GIVEN DATA Block Start

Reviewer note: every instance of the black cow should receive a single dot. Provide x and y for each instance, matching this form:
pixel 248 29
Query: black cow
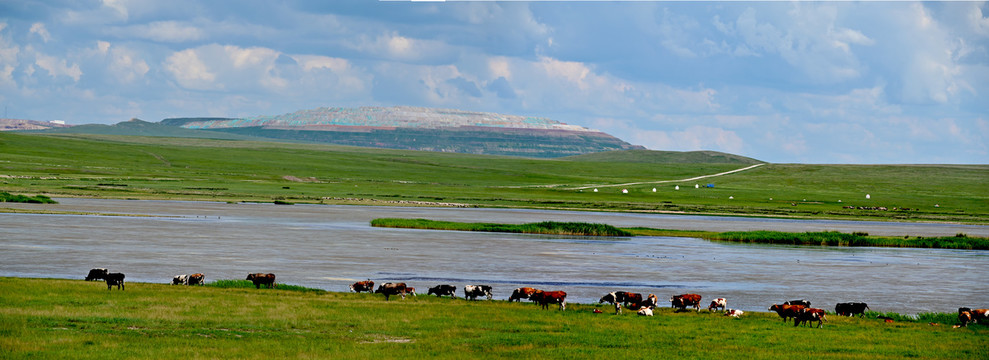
pixel 443 290
pixel 268 280
pixel 803 302
pixel 389 289
pixel 114 279
pixel 96 274
pixel 471 292
pixel 850 309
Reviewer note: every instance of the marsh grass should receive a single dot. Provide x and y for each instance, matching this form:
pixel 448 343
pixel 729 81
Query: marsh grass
pixel 44 318
pixel 545 227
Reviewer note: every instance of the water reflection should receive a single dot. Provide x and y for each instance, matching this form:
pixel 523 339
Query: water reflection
pixel 330 247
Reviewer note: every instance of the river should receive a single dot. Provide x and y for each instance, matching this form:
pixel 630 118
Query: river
pixel 330 247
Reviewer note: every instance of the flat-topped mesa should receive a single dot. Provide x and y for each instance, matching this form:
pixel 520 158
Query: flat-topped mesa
pixel 372 117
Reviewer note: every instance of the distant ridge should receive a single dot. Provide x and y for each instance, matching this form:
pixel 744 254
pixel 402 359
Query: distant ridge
pixel 666 157
pixel 418 128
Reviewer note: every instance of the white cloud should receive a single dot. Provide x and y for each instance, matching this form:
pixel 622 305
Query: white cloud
pixel 190 72
pixel 164 31
pixel 57 67
pixel 39 28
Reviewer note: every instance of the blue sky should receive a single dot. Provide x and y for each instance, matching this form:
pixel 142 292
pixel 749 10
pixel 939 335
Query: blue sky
pixel 785 82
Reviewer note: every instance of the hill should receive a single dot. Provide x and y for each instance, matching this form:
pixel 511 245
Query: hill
pixel 416 128
pixel 205 169
pixel 665 157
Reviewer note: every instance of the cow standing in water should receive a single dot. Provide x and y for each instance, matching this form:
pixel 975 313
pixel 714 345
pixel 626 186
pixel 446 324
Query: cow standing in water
pixel 268 280
pixel 115 279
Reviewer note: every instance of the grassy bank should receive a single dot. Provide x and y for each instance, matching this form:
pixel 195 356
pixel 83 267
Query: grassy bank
pixel 822 238
pixel 82 320
pixel 127 167
pixel 545 227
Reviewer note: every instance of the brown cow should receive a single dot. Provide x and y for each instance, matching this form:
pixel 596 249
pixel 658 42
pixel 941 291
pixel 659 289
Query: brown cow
pixel 268 280
pixel 544 298
pixel 807 315
pixel 362 286
pixel 521 293
pixel 786 311
pixel 389 289
pixel 681 302
pixel 197 279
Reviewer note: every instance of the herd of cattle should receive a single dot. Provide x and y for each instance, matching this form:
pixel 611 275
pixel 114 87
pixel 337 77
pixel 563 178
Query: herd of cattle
pixel 799 310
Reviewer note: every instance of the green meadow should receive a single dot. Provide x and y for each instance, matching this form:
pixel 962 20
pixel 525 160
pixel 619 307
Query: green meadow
pixel 58 319
pixel 130 167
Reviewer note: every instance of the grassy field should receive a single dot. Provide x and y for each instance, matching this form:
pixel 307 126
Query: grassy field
pixel 233 170
pixel 45 318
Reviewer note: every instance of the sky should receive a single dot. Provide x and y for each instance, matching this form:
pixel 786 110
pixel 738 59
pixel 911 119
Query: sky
pixel 888 82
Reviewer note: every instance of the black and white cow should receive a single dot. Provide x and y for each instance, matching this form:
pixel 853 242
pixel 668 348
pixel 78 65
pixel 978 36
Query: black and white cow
pixel 443 290
pixel 471 292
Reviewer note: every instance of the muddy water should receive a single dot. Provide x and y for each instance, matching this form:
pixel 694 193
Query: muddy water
pixel 330 247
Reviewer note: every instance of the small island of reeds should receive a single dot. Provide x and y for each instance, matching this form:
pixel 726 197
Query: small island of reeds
pixel 545 227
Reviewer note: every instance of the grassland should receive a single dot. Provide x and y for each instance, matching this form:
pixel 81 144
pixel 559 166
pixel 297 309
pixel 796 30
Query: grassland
pixel 45 318
pixel 236 170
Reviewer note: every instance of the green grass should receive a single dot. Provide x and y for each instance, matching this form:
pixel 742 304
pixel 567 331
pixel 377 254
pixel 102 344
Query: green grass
pixel 126 167
pixel 545 227
pixel 44 318
pixel 37 199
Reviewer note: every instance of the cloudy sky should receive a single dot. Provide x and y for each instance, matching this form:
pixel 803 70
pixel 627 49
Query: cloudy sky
pixel 802 82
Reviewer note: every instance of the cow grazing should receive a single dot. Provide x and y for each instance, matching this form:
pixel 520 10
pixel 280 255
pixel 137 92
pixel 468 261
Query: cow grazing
pixel 268 280
pixel 180 279
pixel 544 298
pixel 681 302
pixel 197 279
pixel 851 309
pixel 651 301
pixel 389 289
pixel 787 311
pixel 521 293
pixel 803 302
pixel 632 300
pixel 964 317
pixel 807 315
pixel 471 292
pixel 97 274
pixel 362 286
pixel 980 314
pixel 721 303
pixel 114 279
pixel 443 290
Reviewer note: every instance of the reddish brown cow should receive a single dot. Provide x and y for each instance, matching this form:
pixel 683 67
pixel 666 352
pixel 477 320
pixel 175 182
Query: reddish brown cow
pixel 268 280
pixel 197 279
pixel 787 311
pixel 390 289
pixel 681 302
pixel 544 298
pixel 362 286
pixel 807 315
pixel 521 293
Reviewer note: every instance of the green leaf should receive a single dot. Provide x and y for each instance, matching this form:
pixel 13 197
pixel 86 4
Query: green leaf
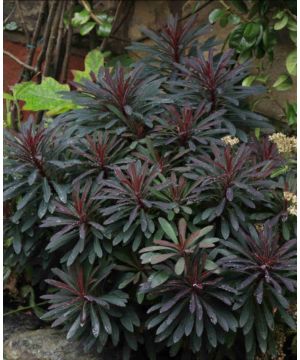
pixel 11 26
pixel 234 19
pixel 210 265
pixel 284 82
pixel 44 96
pixel 215 15
pixel 86 28
pixel 80 18
pixel 291 63
pixel 251 31
pixel 179 267
pixel 168 229
pixel 281 23
pixel 240 5
pixel 291 113
pixel 93 61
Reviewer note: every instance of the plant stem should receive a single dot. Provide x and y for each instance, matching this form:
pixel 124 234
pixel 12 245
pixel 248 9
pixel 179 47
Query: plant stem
pixel 33 43
pixel 20 62
pixel 24 308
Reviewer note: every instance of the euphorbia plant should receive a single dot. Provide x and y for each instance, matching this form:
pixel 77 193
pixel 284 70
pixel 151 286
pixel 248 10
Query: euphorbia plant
pixel 143 187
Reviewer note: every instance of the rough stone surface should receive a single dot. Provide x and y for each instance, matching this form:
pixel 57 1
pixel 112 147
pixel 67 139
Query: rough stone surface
pixel 43 344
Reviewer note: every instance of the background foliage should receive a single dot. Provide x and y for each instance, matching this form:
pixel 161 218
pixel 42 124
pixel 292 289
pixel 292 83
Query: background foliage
pixel 158 197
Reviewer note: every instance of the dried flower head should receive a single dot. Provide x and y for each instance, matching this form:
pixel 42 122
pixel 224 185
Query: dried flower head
pixel 230 140
pixel 284 143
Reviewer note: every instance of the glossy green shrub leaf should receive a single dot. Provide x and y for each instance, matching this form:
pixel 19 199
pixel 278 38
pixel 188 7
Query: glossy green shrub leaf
pixel 291 63
pixel 45 96
pixel 92 62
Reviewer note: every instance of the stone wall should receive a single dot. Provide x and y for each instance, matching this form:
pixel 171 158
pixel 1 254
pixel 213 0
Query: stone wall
pixel 134 14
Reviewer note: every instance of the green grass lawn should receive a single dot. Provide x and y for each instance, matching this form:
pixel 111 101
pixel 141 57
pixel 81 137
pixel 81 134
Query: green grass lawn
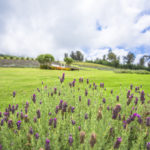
pixel 25 80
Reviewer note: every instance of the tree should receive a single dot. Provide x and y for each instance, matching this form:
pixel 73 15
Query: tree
pixel 68 60
pixel 45 59
pixel 129 59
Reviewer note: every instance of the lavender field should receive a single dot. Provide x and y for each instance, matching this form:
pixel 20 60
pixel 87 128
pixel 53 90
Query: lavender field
pixel 78 114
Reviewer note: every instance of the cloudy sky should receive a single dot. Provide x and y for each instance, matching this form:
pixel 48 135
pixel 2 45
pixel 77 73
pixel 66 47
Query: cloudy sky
pixel 32 27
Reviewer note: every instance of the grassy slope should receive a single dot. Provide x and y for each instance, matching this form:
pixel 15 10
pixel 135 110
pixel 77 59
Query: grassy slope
pixel 25 80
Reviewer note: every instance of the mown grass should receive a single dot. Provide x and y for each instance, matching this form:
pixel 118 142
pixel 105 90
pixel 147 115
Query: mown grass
pixel 25 80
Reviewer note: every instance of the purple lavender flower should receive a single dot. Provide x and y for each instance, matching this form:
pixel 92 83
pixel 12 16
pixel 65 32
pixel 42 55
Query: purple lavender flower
pixel 80 98
pixel 34 98
pixel 37 136
pixel 73 122
pixel 148 146
pixel 57 109
pixel 70 140
pixel 72 109
pixel 148 121
pixel 79 128
pixel 47 144
pixel 31 130
pixel 117 98
pixel 35 119
pixel 21 115
pixel 118 142
pixel 142 97
pixel 10 123
pixel 104 100
pixel 50 122
pixel 18 124
pixel 38 113
pixel 2 122
pixel 14 94
pixel 55 122
pixel 86 92
pixel 86 116
pixel 89 102
pixel 128 94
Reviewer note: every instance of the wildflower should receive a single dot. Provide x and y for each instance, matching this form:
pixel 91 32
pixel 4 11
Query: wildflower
pixel 72 109
pixel 35 119
pixel 73 122
pixel 47 144
pixel 93 140
pixel 79 128
pixel 128 94
pixel 34 98
pixel 148 121
pixel 89 102
pixel 2 122
pixel 86 116
pixel 55 122
pixel 18 124
pixel 38 113
pixel 80 98
pixel 26 118
pixel 50 122
pixel 82 137
pixel 136 101
pixel 117 98
pixel 104 100
pixel 57 109
pixel 148 146
pixel 31 130
pixel 70 140
pixel 14 94
pixel 86 92
pixel 37 136
pixel 142 97
pixel 10 123
pixel 0 114
pixel 118 142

GIVEN DATA Block End

## EXERCISE REQUIREMENTS
From the line holding "pixel 786 110" to the line holding "pixel 468 261", inclusive, restate each line above exactly as written.

## WRITTEN SOLUTION
pixel 786 110
pixel 738 59
pixel 911 119
Query: sky
pixel 888 82
Reviewer note: every instance of the black and white cow should receive a single dot. Provide x and y for each instance, matching this form:
pixel 853 242
pixel 668 348
pixel 78 65
pixel 978 36
Query: black and white cow
pixel 443 290
pixel 471 292
Reviewer note: every instance of the muddy water should receive a single dot. Provide x and y for each instance, matching this form:
pixel 694 193
Query: muddy water
pixel 330 247
Reviewer note: every instance of the small island of reeds should receive a single dot. Provide x and y for each instance, matching this form:
pixel 726 197
Query: small island of reeds
pixel 545 227
Reviewer note: every instance of the grassland should receive a single dot. Provide x and y for each instance, matching this form:
pixel 81 144
pixel 559 166
pixel 297 309
pixel 796 30
Query: grassland
pixel 45 318
pixel 236 170
Reviewer note: every instance of the green grass should receive a single dot. Provide x and y for each instance, matching this form:
pixel 742 304
pixel 567 331
pixel 377 254
pixel 102 344
Query: green grass
pixel 126 167
pixel 545 227
pixel 44 318
pixel 37 199
Reviewer note: every instance of the cloudy sky should receive a single dot. Provide x and y for each instance, matching this form:
pixel 803 70
pixel 627 49
Query: cloudy sky
pixel 802 82
Reviewer note: every instance of the cow grazing should receive a single dot. Provide x and y for each instance, matching this form:
pixel 520 10
pixel 280 255
pixel 137 92
pixel 468 261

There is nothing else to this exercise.